What is needed:
Set down, word for word, the part of the text on imaging of hepatocellular carcinoma starting with "Contrast-enhanced ultrasound is" and going on through "suggestive of HCC.".

Text block:
Hepatocellular carcinoma classically arises from dysplasia of cirrhotic nodules (Figure 2). During the dysplasia, the vascular supply dominantly becomes arterial and with malignant transformation, there is the formation of arterioportal fistulas. The liver imaging by CT/MRI scan shows hyperenhancement of HCC during the arterial phase due to rapid fill-in of intravenous contrast and rapid washout of contrast during the portal venous phase when the rest of the liver shows enhancement which becomes more pronounced during delayed venous phases. A recent meta-analysis by Roberts et al. (23) has demonstrated higher sensitivity (0.82 vs 0.66), comparable specificity (0.91 vs 0.92) with lower negative likelihood ratio (0.20 vs 0.37), and comparable positive likelihood ratio (8.8 vs 8.1) for triphasic contrast MRI and CT scan, respectively. However, MRI for <1 cm size nodule had higher sensitivity (0.69 vs 0.49) and lower specificity (0.46 vs 0.69) than a CT scan. On the other hand, MRI should not be the first choice for patients with ascites (artefacts), poor breath-hold (artefacts), and decompensated liver disease (poor gadoxetate sodium uptake by liver parenchyma).

Figure 2: Algorithm for diagnosis of single liver nodule.

Contrast-enhanced ultrasound is a better modality for HCC diagnosis in patients with contrast allergy or renal dysfunction. The liver imaging reporting and data system (LI-RADS) version 2018 has provided the algorithm for surveillance, diagnosis, and assessment of treatment response for HCC to achieve a universal approach for standardization and consistency in image reporting (24). Features suggesting HCC include enhancing capsule, non-rim arterial phase hyperenhancement, non-peripheral washout, size of tumor, and threshold growth of tumor over a duration on multiphase contrast-enhanced CT or MRI. On the USG size of the lesion, architectural distortion of the liver, venous thrombus in the liver, and refractive edge shadows around the lesion are features suggestive of HCC.

Dataset:

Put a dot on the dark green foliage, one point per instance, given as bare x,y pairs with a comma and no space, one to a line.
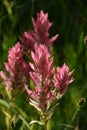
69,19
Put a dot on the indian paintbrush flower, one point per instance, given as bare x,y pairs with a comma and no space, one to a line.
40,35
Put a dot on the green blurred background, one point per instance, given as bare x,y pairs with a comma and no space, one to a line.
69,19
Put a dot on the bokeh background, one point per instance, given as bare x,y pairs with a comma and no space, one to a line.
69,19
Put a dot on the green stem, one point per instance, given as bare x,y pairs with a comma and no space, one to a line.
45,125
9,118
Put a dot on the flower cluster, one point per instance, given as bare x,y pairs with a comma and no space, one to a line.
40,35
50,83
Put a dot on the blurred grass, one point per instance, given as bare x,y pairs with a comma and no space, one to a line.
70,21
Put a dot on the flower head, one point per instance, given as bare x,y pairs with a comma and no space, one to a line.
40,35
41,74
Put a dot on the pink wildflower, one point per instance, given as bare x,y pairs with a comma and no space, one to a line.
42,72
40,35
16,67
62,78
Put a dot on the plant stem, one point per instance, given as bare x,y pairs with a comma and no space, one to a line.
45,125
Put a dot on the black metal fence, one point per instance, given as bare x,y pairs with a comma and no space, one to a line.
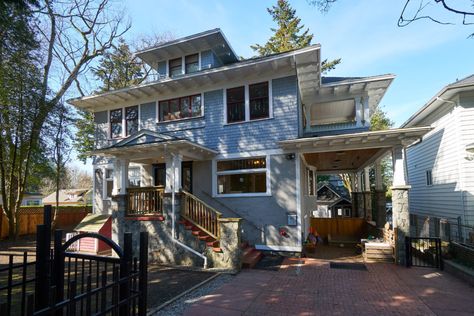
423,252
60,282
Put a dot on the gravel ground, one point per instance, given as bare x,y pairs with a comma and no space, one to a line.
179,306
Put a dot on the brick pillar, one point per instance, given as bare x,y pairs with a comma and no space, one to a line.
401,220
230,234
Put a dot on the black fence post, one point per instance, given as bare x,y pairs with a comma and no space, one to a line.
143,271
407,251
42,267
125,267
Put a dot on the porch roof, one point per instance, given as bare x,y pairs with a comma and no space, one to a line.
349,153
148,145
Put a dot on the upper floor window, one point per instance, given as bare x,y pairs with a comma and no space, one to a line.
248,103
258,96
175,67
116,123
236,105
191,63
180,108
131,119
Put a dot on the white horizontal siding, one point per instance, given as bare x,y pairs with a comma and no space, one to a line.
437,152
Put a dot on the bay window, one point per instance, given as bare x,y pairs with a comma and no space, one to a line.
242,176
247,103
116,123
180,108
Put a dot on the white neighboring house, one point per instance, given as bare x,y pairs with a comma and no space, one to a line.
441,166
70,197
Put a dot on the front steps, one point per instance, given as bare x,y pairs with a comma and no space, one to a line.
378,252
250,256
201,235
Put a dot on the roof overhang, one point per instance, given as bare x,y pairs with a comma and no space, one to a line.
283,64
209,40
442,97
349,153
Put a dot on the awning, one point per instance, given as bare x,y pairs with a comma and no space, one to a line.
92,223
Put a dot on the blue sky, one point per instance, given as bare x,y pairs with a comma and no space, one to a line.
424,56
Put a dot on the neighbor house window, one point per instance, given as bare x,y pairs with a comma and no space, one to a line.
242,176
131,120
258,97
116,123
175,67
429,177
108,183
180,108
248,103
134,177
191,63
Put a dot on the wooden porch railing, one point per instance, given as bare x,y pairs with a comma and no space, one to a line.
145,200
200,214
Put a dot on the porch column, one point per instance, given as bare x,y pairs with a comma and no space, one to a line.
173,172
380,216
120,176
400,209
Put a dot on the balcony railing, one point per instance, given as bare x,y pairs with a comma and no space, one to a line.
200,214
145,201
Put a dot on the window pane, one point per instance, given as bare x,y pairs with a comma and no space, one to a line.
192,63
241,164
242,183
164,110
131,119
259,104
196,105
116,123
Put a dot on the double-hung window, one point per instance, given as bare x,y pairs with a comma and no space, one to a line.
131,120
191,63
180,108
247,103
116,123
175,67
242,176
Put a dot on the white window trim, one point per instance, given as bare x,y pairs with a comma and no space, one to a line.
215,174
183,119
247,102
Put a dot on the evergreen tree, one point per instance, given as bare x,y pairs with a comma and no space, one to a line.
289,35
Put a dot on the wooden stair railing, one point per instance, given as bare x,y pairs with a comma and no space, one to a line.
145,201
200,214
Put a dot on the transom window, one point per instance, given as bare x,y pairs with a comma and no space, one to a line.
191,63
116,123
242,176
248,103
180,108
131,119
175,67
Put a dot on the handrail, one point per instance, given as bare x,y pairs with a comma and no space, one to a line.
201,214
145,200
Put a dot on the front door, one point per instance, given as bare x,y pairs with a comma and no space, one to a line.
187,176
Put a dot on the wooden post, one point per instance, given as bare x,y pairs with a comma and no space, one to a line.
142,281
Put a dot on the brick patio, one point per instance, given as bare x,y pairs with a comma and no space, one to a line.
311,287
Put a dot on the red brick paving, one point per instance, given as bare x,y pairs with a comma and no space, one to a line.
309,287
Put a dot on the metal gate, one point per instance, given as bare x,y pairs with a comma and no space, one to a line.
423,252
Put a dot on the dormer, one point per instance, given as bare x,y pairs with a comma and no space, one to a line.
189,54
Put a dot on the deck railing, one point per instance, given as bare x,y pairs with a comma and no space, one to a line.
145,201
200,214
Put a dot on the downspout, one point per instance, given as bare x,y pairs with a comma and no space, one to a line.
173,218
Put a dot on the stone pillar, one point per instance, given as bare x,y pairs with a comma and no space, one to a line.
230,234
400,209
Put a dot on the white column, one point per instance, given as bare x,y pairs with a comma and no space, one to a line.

Exercise answer:
Contrast-enhanced ultrasound is a better modality for HCC diagnosis in patients with contrast allergy or renal dysfunction. The liver imaging reporting and data system (LI-RADS) version 2018 has provided the algorithm for surveillance, diagnosis, and assessment of treatment response for HCC to achieve a universal approach for standardization and consistency in image reporting (24). Features suggesting HCC include enhancing capsule, non-rim arterial phase hyperenhancement, non-peripheral washout, size of tumor, and threshold growth of tumor over a duration on multiphase contrast-enhanced CT or MRI. On the USG size of the lesion, architectural distortion of the liver, venous thrombus in the liver, and refractive edge shadows around the lesion are features suggestive of HCC.